▶ _Source_:
● ● ● ● ●

In the course of a visit to London yesterday, I paid a visit to the platform library at Raynes Park station, picking up various odds and ends. For some reason, I have been doing rather well there of late.
One of the odds and ends was a cold war spy story called 'The Defection of A. J. Lewinter', written by one Robert Littell, reprinted from the US edition by Hodder and Stoughton in 1973, the same year as it was published over there.
A book which was bought by Sutton Libraries in 1973 and handed down to their branch in Wallington, who lent it out perhaps 40 times in the period to 1981. The book has not been officially withdrawn from service, that is to say decorated with large blue stamps to that effect, so perhaps it is AWOL. It has also been rather badly treated with the bottom of the book curiously eaten away. It looks to me like water action, but rodents may also have been involved. Luckily, most of the evidence could be scraped away and the pages could be separated without doing further damage. And the book has now been read, my first spy story for as long as I can remember. Not a bad read, although I did flag a bit towards the end of its 230 pages. A read which suggested to me that the author knew more about Russia and Russians than was usual for writers of such stuff.

● ● ● ● ●

▶ _Source material_:
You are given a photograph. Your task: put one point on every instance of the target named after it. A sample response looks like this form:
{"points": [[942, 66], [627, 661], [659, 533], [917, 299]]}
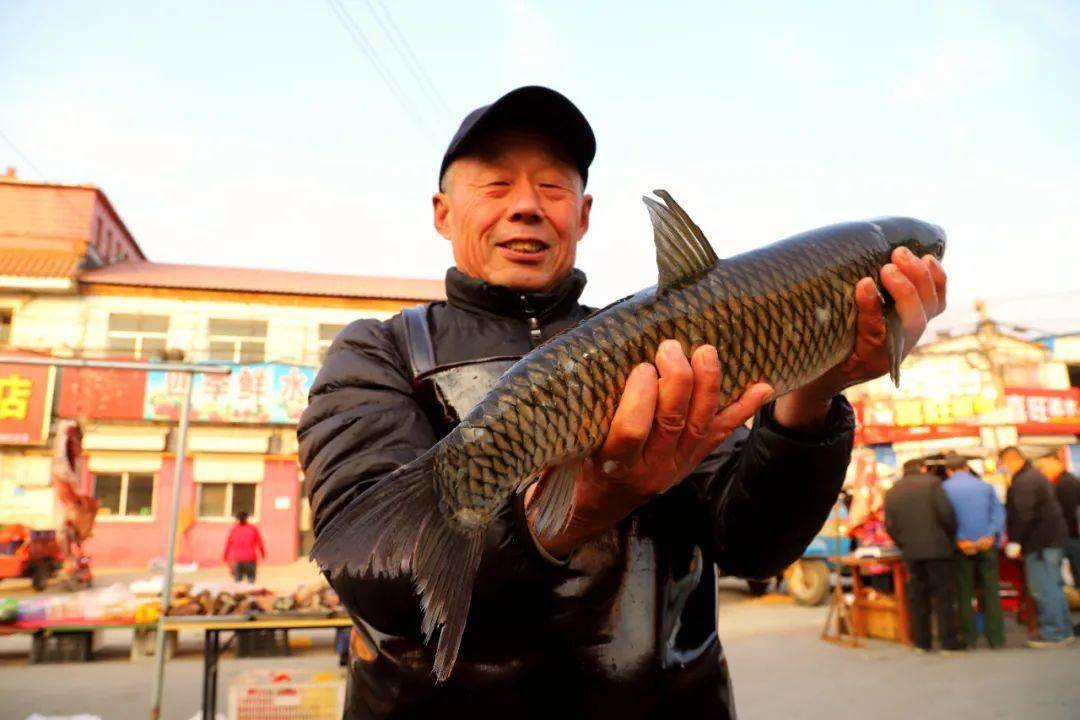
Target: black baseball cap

● ● ● ● ●

▶ _The tasks_:
1. List every distinct number that appears in the post about the spy novel.
2. In the post about the spy novel, which publisher reprinted the book from the US edition?
3. Extend the post about the spy novel from its last sentence.

▶ _Responses for each task_:
1. 1973, 40, 1981, 230

2. Hodder and Stoughton.

3.
It turns out that the author is an almost exact contemporary of our own John le Carré, with the important difference that he is still alive, while le Carré died last year. Born in Brooklyn, of Russian Jewish stock, so entirely possible that he speaks and reads Russian. And this was the first of about twenty spy books that he went on to write, so he clearly did quite well.
With the complicated plot very much reminding me of le Carré. How can you be sure that a defector really is a defector, with real goods to trade, and not some kind of complicated plant. With the added complication that neither the Russians who got the defector nor the Americans who gave him are sure whether the goods, apparently of the greatest importance, are real or not. With both sides playing all kinds of complicated games to try and work it all out.
Not yet hooked enough to go out and get more, although I dare say I would read another if it fell into my lap, as this one did.
Another of the odds and ends was a DVD of a film called 'The Notebook', a gentle romantic drama by a seemingly even more successful author of whom I have never heard, one Nicholas Sparks, originally from Omaha. Now consumed over two sittings. I dare say we will watch it again some time.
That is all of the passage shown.